Data:
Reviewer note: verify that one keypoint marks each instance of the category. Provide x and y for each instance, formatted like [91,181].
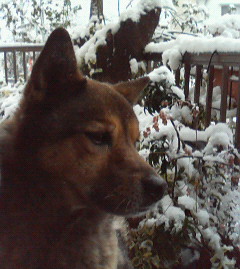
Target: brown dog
[69,167]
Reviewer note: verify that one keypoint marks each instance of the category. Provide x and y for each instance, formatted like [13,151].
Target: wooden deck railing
[16,60]
[225,61]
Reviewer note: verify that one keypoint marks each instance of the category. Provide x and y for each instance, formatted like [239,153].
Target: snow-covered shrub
[198,221]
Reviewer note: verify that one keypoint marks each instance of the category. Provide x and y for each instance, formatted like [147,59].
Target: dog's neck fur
[46,229]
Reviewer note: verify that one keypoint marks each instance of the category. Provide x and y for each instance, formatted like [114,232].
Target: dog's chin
[131,212]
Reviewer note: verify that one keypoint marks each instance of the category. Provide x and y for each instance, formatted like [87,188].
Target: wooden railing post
[187,79]
[224,93]
[198,83]
[5,66]
[237,132]
[209,95]
[177,77]
[15,66]
[24,66]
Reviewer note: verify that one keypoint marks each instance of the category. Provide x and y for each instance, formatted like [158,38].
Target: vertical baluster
[177,77]
[187,79]
[237,132]
[24,66]
[224,92]
[15,66]
[209,95]
[5,66]
[198,83]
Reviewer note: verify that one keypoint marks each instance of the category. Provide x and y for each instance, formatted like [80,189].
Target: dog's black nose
[154,187]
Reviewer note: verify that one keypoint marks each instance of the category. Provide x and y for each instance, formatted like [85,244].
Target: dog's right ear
[56,66]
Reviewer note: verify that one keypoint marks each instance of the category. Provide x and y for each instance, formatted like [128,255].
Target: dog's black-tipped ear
[131,89]
[56,64]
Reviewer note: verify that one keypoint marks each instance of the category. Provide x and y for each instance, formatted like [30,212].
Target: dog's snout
[154,188]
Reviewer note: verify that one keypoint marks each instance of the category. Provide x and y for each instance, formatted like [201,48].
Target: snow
[227,26]
[142,6]
[172,51]
[133,66]
[187,202]
[203,217]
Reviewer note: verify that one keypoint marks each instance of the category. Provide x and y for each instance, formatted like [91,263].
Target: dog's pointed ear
[131,89]
[56,64]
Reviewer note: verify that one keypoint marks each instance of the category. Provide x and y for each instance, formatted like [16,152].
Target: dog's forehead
[102,100]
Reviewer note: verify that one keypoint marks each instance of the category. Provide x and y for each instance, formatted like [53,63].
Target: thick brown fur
[69,168]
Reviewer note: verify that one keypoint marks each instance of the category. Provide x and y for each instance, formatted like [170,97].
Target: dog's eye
[100,138]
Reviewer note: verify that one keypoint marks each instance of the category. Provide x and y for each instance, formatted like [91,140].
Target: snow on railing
[222,69]
[19,59]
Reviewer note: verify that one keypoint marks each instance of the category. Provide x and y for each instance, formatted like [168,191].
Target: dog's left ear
[131,89]
[56,66]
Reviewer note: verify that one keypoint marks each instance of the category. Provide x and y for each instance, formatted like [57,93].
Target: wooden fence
[226,61]
[26,54]
[212,62]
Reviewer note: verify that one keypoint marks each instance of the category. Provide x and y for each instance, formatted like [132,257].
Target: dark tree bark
[129,42]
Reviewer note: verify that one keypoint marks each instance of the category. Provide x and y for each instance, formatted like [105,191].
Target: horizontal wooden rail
[212,62]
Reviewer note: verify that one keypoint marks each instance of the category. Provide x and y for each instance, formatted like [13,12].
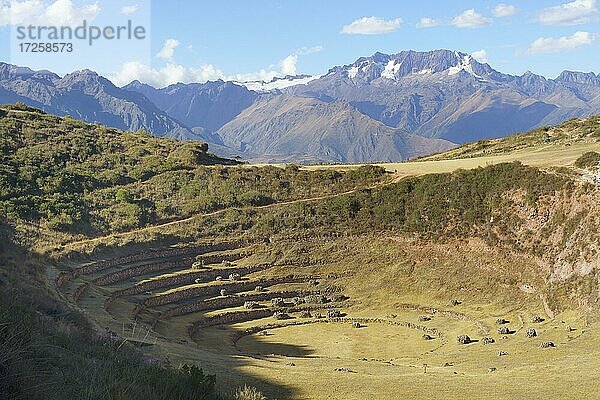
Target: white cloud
[556,45]
[309,50]
[504,10]
[426,22]
[470,19]
[168,50]
[173,73]
[128,10]
[371,26]
[576,12]
[167,75]
[480,55]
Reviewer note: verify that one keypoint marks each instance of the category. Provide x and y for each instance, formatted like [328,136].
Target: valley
[446,275]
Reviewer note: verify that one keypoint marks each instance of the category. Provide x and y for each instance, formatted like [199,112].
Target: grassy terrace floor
[539,156]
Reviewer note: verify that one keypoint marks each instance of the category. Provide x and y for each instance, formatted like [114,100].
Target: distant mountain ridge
[385,107]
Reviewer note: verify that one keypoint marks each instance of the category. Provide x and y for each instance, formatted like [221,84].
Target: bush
[588,160]
[248,393]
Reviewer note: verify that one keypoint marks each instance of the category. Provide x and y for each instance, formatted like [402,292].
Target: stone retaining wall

Task goal:
From the first line to the last, print the records exactly; leave out the pictures.

Answer to the problem:
Reviewer note: verify that one keypoint marks each instance of the category. Provide x and y for each instance, formatted like [91,181].
Target: brown dog
[69,167]
Reviewer note: verify that one keypoint marks each instance of the category. Provide x and y for each instance, formatted like [13,151].
Target: wooden deck railing
[16,60]
[225,61]
Reviewer note: verify that one keypoint marks each instance of the category. Provide x and y for each instance, formatted like [239,153].
Target: snow-covered shrub
[198,221]
Reviewer note: verify that one keypoint marks each instance of the category. Provide x and y for each instance, formatted like [147,59].
Target: dog's neck fur
[46,229]
Reviewer note: verify that one keypoint marks each instance of the category. Provide x and y for each instance, formatted like [114,232].
Target: dog's chin
[131,212]
Reviewer note: verify that one keypoint marks each instance of the category. Provide x and y for each instance, formatted like [87,188].
Target: wooden railing post
[187,79]
[224,93]
[198,83]
[5,66]
[237,132]
[209,95]
[177,77]
[15,66]
[24,66]
Reviewer note: verify that one keypoint marks each instance of the category. Provide x and y for each instance, formatted like [158,38].
Target: vertical baluster
[177,77]
[187,79]
[237,132]
[24,66]
[224,92]
[15,66]
[209,95]
[5,66]
[198,83]
Reviewer note: verify that one keypoint marks each instance of the category. Provide x and y for each instance, formatted like [80,189].
Target: dog's black nose
[154,187]
Reviewer note: verify that one keypoint marks each instance of the category. Provide x and y for each instance, formatted like [85,244].
Target: dog's right ear
[56,66]
Reviewer note: verify that one keypoint marks each instance of the category. Provide x and y for each instance, formatted like [128,255].
Target: dog's black-tipped ear
[131,89]
[56,64]
Reviewer note: verify that one keypoint marks each instance of the category. Provide x and y for each instance, formatted like [30,212].
Target: dog's snout
[154,188]
Reviewer note: verify that one keypoint marks each instance of the category. Provide x and y for each instance, formatted like [201,48].
Target: snow
[227,26]
[142,6]
[172,51]
[133,66]
[187,202]
[203,217]
Reviewer note: verify that one keypoint marks each instance of the category. Provide x and y for each instance, formatted like [91,263].
Target: dog's pointed ear
[131,89]
[56,64]
Reviewer note: verify that one keypoint marks each instance of the category. Provide x and y for each instance, formatted like [16,152].
Target: dog's forehead
[102,100]
Reviewer note: verify that one keypoint marks each instance of the category. Provide x and y for each instance, formatted like [53,63].
Target: thick brown fur
[69,168]
Reviewer note: verify that one keypoint marks each instance of the category. Provide x and y for each instance, formatted like [170,97].
Target: dog's eye
[100,138]
Reviewer note: verify that one keypoint marks each instance of the category. Provide x and y for each instance, formatted like [91,140].
Target: snow on railing
[222,69]
[19,59]
Reviewer note: verify that one keypoint marks each instance of the category. Provide x and y for each instance, formatted like [168,191].
Target: dog's left ear
[131,89]
[56,66]
Reviewer note: verify that one keypoint marks each instance of the category. Provide x and y for each instance, formatted like [57,93].
Target: wooden fence
[226,61]
[26,54]
[212,62]
Reviewer note: verify that one keypoint marks each instance of the category. Provide x and y for each instance, formatted like [132,257].
Target: dark tree bark
[129,42]
Reviewer note: verify that one keypoint marks each instance of the category. Provide x and y for each instance, formatted like [105,191].
Target: horizontal wooden rail
[212,62]
Reviewer note: verify that one keypoint marks each instance of the category. Provide x and y for each instance, formatted like [13,12].
Target: white cloud
[556,45]
[309,50]
[504,10]
[426,22]
[470,19]
[168,50]
[173,73]
[128,10]
[371,26]
[576,12]
[167,75]
[480,55]
Reviewer note: verify that one keypoint marks each instance of the category. Provide x and y for each instance, formatted like [328,136].
Target: valley
[446,275]
Reviewer note: verify that one keypoint marks each instance of the category. Provide x and y for each instance, formatted like [199,112].
Target: grassy terrace floor
[539,156]
Reviewer note: verify that one keypoint marks each instance of the category. Provide x and y for each instance, formatted like [114,100].
Target: distant mountain ridge
[385,107]
Reviewer note: verify that one keypoint marks each instance of the category. Provide x and y for each instance, formatted like [221,84].
Target: bush
[588,160]
[248,393]
Reviewer note: verify that one keypoint marks each instance of the category. Provide x and y for each instance, formatted like [402,292].
Target: stone retaining wall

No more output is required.